- Goal of the exercise
The lines to reproduce from the material below are those from the one containing "of the navy" through the one containing "of the orange", both included; write them out exactly and add nothing.

- Input data
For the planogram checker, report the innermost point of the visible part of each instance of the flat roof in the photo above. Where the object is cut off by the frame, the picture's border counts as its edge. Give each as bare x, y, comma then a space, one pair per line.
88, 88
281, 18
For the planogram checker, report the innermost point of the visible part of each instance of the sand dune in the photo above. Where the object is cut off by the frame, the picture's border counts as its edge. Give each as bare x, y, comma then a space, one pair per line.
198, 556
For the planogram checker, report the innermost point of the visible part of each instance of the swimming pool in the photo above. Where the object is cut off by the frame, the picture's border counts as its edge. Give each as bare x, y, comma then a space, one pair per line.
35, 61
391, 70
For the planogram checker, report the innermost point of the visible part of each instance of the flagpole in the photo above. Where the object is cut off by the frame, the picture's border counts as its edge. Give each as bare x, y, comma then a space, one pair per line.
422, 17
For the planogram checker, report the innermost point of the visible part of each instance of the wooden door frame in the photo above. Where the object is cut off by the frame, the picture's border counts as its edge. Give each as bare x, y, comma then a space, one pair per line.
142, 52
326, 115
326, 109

...

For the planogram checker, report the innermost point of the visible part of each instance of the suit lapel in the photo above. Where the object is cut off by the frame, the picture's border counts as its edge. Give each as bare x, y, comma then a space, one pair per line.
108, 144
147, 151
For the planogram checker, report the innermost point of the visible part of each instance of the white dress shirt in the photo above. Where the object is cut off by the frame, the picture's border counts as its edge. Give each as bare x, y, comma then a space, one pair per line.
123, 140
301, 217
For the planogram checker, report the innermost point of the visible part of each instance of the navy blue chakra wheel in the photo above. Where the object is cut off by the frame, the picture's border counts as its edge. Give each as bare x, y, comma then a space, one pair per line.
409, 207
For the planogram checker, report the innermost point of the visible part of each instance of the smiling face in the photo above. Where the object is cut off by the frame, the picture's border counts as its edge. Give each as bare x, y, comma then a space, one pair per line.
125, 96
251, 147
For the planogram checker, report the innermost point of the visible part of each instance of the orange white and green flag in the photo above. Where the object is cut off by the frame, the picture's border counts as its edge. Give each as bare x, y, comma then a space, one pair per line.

- Solved problem
For the planogram checker, report the innermost point of the visible part of each instance of the navy blue chakra wheel in the photo above. Where the object is cut off by the frame, the picture's border counts as its edge. Give each as bare x, y, comma then a space, one pair per line.
409, 207
For the planogram checker, report the innermost point of the visible part of each instance of the smiling face in the photo above. Where the object is cut off by the frame, the picture's border counts as its edge. Give each as bare x, y, comma then a space, one pair per line.
125, 96
251, 147
For the planogram checker, report the innermost point of the visible part of each instance of the orange white and green flag in the photo above. Where the object is cut off by the frame, the picture's border counts as its edge. Give each as bare x, y, comma then a space, one pair per line.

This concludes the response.